After a predicted earthquake becomes reality, Read gets the go ahead from his bosses to press on with giving Herbert a full examination to find out how this boy can do what he does. Herbert’s father seems very pleased about this.

It was not until Thursday that he realised that he was hesitating not because he was afraid of wasting the university’s money on a fake, but because he was all too sure that Herbert Pinner was genuine. He didn’t at bottom want to start this study. He was afraid.

We get the above from the internal world of Read right before he is due to watch another show and start his official work. I like this placement. No one else in the story is scared (although I do get the sense that Herbert is also scared though it isn’t stated). This adds a nice piece of doubt in our minds as readers. This man, this scientist (connotations: cold, clinical) is the one to be scared?

Then, we get our surprise. Herbert refuses to go on air. He’s frightened stiff by something. What has he seen? we ask.

“But Herbie, you can have anything you want, anything, if you only will! That telescope—I’ll buy it for you tomorrow. I’ll buy it tonight!”

“I don’t want a telescope,” young Pinner said wanly. “I don’t want to look through it.”

Records supplied:
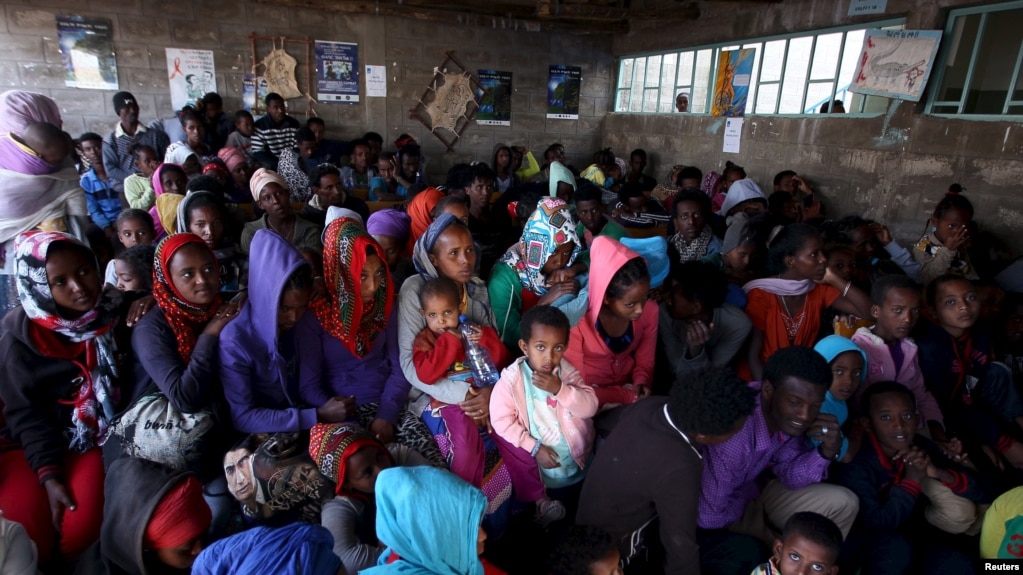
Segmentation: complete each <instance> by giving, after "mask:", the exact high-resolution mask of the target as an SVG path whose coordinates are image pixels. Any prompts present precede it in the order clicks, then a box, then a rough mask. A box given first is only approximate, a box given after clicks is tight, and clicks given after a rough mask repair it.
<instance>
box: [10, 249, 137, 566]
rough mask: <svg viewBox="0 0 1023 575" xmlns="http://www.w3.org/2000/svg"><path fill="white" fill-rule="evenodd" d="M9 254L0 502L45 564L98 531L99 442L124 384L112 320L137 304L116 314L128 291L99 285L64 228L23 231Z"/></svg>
mask: <svg viewBox="0 0 1023 575" xmlns="http://www.w3.org/2000/svg"><path fill="white" fill-rule="evenodd" d="M14 254H15V259H16V264H17V270H18V275H17V281H18V283H17V291H18V297H19V298H20V300H21V305H20V307H17V308H15V309H14V310H12V311H11V312H10V313H9V314H8V315H7V316H6V317H5V318H4V330H5V333H4V336H3V338H2V339H0V365H3V367H2V370H0V399H2V400H3V403H4V416H5V418H6V422H5V425H4V427H3V429H2V437H3V439H2V440H0V441H2V443H3V444H5V448H4V449H3V450H2V453H0V469H3V470H4V472H3V473H2V474H0V507H2V508H3V511H4V517H5V518H7V519H8V520H11V521H14V522H17V523H20V524H21V525H23V526H24V527H25V528H26V531H28V533H29V535H30V536H31V537H32V539H33V540H34V541H35V542H36V545H37V546H38V547H39V552H40V560H41V563H42V564H46V563H47V562H49V561H50V560H52V559H53V558H54V556H55V555H56V554H57V552H60V554H61V555H63V556H64V558H66V559H69V560H72V559H74V558H76V557H77V556H78V555H79V554H81V552H82V551H83V550H84V549H85V548H86V547H87V546H88V545H90V544H91V543H92V542H93V541H95V540H96V538H97V537H98V536H99V526H100V522H101V519H102V507H103V466H102V457H101V455H100V450H99V447H100V446H101V445H103V443H104V442H105V441H106V439H107V432H108V430H109V426H110V423H112V421H113V419H114V416H115V414H116V413H118V412H119V411H120V409H121V408H123V407H124V402H122V401H121V399H127V396H128V391H129V390H122V389H120V378H121V377H122V375H123V373H124V371H123V365H122V361H121V360H122V359H123V357H122V356H123V355H124V353H123V351H124V350H126V349H128V345H127V344H128V341H127V337H126V335H125V334H122V333H121V331H120V330H118V329H116V327H117V326H118V324H119V318H120V317H124V316H126V315H127V317H128V318H129V320H132V321H134V319H135V318H136V315H137V313H138V312H137V310H133V311H130V312H128V313H127V314H126V310H127V306H128V302H129V300H130V298H128V297H126V296H125V295H124V294H123V293H122V292H119V291H118V290H117V289H115V287H114V286H106V287H105V289H104V287H103V286H102V279H101V277H100V275H99V269H98V265H97V263H96V259H95V256H93V254H92V252H90V251H89V249H88V248H86V247H85V245H83V244H82V242H80V241H79V240H78V239H75V238H73V237H72V236H70V235H66V234H63V233H57V232H39V231H37V232H28V233H24V234H21V235H19V236H18V239H17V245H16V247H15V251H14ZM119 350H120V353H119Z"/></svg>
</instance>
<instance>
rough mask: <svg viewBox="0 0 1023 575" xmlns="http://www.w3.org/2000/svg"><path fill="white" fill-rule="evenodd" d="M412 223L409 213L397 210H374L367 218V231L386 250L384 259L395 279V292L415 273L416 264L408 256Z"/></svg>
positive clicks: (387, 265)
mask: <svg viewBox="0 0 1023 575" xmlns="http://www.w3.org/2000/svg"><path fill="white" fill-rule="evenodd" d="M411 225H412V219H411V218H409V217H408V214H406V213H404V212H399V211H397V210H381V211H379V212H373V213H372V214H370V215H369V219H368V220H366V231H367V232H368V233H369V235H372V236H373V239H375V240H376V242H377V244H380V246H381V249H383V250H384V260H385V262H386V263H387V268H388V271H390V272H391V278H392V279H394V290H395V292H398V291H400V290H401V285H402V283H404V282H405V279H407V278H408V277H409V276H411V275H412V274H414V273H415V266H413V265H412V260H411V259H410V258H408V254H409V253H410V251H409V250H408V238H409V235H410V233H411Z"/></svg>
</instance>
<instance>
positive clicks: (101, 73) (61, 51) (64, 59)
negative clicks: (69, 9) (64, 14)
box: [57, 15, 118, 90]
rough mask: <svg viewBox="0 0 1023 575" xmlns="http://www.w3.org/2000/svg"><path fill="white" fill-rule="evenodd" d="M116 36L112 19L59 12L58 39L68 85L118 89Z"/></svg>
mask: <svg viewBox="0 0 1023 575" xmlns="http://www.w3.org/2000/svg"><path fill="white" fill-rule="evenodd" d="M113 36H114V31H113V29H112V28H110V20H109V19H106V18H84V17H82V16H60V15H58V16H57V42H58V43H59V45H60V56H61V58H62V59H63V64H64V85H65V86H70V87H72V88H88V89H90V90H117V89H118V62H117V59H116V58H115V57H114V40H113Z"/></svg>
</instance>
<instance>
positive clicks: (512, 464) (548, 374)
mask: <svg viewBox="0 0 1023 575" xmlns="http://www.w3.org/2000/svg"><path fill="white" fill-rule="evenodd" d="M519 334H520V337H521V338H523V339H521V340H519V348H520V349H522V352H523V353H524V354H525V357H520V358H519V359H517V360H516V361H515V363H513V364H511V365H510V366H508V367H507V368H506V369H504V371H502V372H501V379H500V381H498V382H497V385H496V386H494V391H493V394H492V395H491V396H490V419H491V422H492V424H493V427H494V432H495V433H496V434H497V435H498V436H499V437H500V438H502V439H503V440H504V441H505V442H507V443H506V444H505V443H504V442H498V443H497V446H498V448H499V449H500V450H501V457H502V458H503V459H504V465H505V466H506V468H507V470H508V474H509V475H510V476H511V486H513V487H514V488H515V491H516V496H517V498H518V499H519V500H522V501H535V502H536V516H535V518H534V521H535V522H536V523H538V524H540V525H541V526H546V525H547V524H549V523H550V522H551V521H557V520H559V519H562V518H563V517H565V506H564V505H563V504H562V503H561V501H557V500H553V499H551V498H549V497H548V496H547V493H546V488H547V487H550V488H554V489H558V488H564V487H569V486H571V485H575V484H577V483H579V482H581V481H582V480H583V478H584V476H585V471H584V470H585V467H586V463H587V461H588V460H589V456H590V453H591V452H592V448H593V436H594V431H593V423H592V422H591V421H590V418H591V417H592V416H593V415H594V414H596V408H597V400H596V395H595V394H594V393H593V390H592V389H591V388H590V387H589V386H587V385H586V384H585V383H584V382H583V381H582V378H581V377H580V374H579V371H577V370H576V369H575V368H574V367H572V365H571V364H570V363H569V362H568V361H565V360H564V359H563V358H562V356H563V355H564V354H565V350H566V348H567V347H568V340H569V319H568V317H567V316H566V315H565V314H564V313H563V312H562V311H560V310H559V309H558V308H553V307H550V306H536V307H534V308H532V309H530V310H529V311H528V312H526V313H525V315H523V317H522V323H521V327H520V331H519Z"/></svg>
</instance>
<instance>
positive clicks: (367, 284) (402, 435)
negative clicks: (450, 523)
mask: <svg viewBox="0 0 1023 575" xmlns="http://www.w3.org/2000/svg"><path fill="white" fill-rule="evenodd" d="M324 244H325V249H324V252H323V280H324V282H325V283H326V294H325V295H324V296H322V297H320V298H317V299H316V300H314V301H313V302H312V304H311V307H312V311H313V313H314V314H315V317H316V319H317V321H306V322H303V323H302V325H300V326H299V329H298V333H297V335H296V338H297V344H298V349H299V365H301V394H302V397H303V398H304V399H305V401H306V402H307V403H311V404H313V405H321V404H323V403H324V402H326V401H327V400H328V399H329V398H331V397H344V398H353V399H354V402H353V405H352V408H353V412H351V413H350V415H349V417H348V418H349V419H352V418H353V416H354V417H355V418H357V419H358V421H359V422H361V423H362V424H363V425H364V426H365V427H366V428H367V429H368V430H369V431H370V432H372V434H373V435H374V436H375V437H376V438H377V439H380V440H381V441H382V442H384V443H391V442H393V441H398V442H399V443H401V444H403V445H408V446H409V447H411V448H413V449H415V450H417V451H419V452H420V453H424V454H425V455H427V456H432V458H433V459H434V460H436V461H438V462H439V461H441V460H443V459H442V457H441V456H440V452H439V451H438V449H437V446H436V444H434V440H433V437H431V436H430V433H429V432H428V431H427V429H426V428H425V427H424V425H422V422H421V421H419V418H418V417H417V416H416V415H413V414H412V413H410V412H409V411H408V410H406V409H405V403H406V402H407V401H408V391H409V386H408V381H407V380H405V377H404V374H403V373H402V371H401V364H400V361H399V349H398V318H397V314H395V313H392V307H393V305H394V286H393V285H392V283H391V281H392V280H391V275H390V273H389V272H388V270H387V265H386V264H385V257H384V251H383V249H382V248H381V247H380V245H379V244H376V241H375V240H374V239H373V238H372V236H370V235H369V234H368V233H366V231H365V230H364V229H363V228H362V226H361V225H360V224H359V223H358V222H356V221H355V220H353V219H350V218H342V219H340V220H336V221H333V222H331V223H330V224H328V225H327V228H326V233H325V239H324Z"/></svg>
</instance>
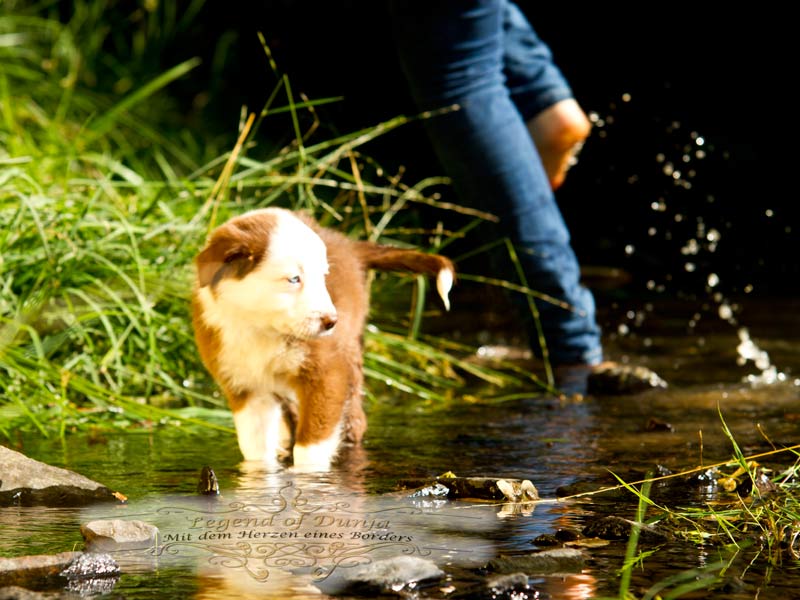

Action item A: In the passage about Herbert Pinner, what does Herbert refuse to do?
Action item B: Please extend the passage about Herbert Pinner, continuing on from its final line.

Reply A: He refuses to go on air.

Reply B:
After his father gets a bit stroppy, and no one can get Herbert to do the show, the father asks Read to step in, ‘see what you can do with him.’ And Read talks to Herbert on a more adult level. This warmed me up to Read’s character.

The crisis was over, the worst would not occur.

This statement is a nice wee wink from the writer. So, Herbert decides to do the show, tells everyone that mankind’s struggles are over. No more war. No more hunger. We’ll reach the stars. It’ll be a time of great celebration.

And, of course, they all believe him. The world goes into somewhat of a joyous frenzy with the news, for why shouldn’t they believe Herbert?

But, it’s not to be. And Read senses this in the hotel room they go to to escape the chaos of the streets. This, after Herbert’s dad leaves to join the party.

“I want to tell you about tomorrow.”

Then, we get the bombshell that Herbert has seen the end of the sun. He’s seen a Nova happening in the future, a Nova that he never would’ve seen if he hadn’t started learning about variable stars, etc.

And, that’s how the tale ends. Herbert tells Read that the world is going to end.

The weight of the world

When going through this tale, I’m struck by how Herbert is almost ‘the second coming’. He’s put up on a pedestal and held in such awe. Everyone hangs on his every word. Quite rightly, too, since he’s proved that what he says always comes true.

But this gift comes at a cost to young Pinner. What childhood is he allowed? And the great weight that’s placed on his shoulders is too much for a kid, surely? (more on that below…).

If Herbert didn’t have this gift, would his father notice him for a boy and not a gift to be exploited? What breaks my heart more than anything in this story is when Read, Herbert and the father get to the hotel, away from all the noise, and Dad leaves his son.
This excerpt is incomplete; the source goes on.